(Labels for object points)
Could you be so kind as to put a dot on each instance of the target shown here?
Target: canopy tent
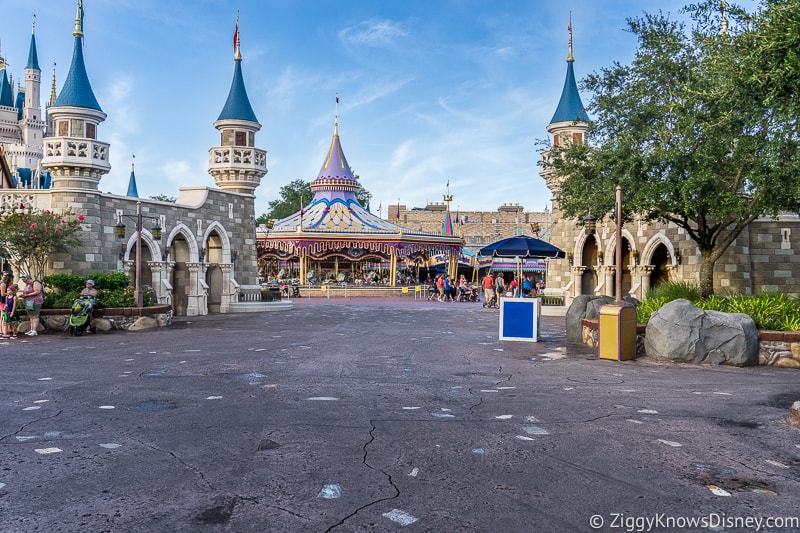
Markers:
(522, 246)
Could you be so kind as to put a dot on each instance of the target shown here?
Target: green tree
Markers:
(289, 200)
(28, 236)
(681, 137)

### STATED PROBLEM
Edit the records by changing "Markers" to "Points" and keeping everything else the same. Leave the pictures out of your answer.

### TASK SOLUTION
Could you be so kind as to put a dot on each instance of the target shown here?
Target: canopy tent
Points:
(522, 246)
Could you be so kind as to put a dot on each instance of the target shown here?
Target: green tree
Points:
(289, 200)
(28, 236)
(681, 137)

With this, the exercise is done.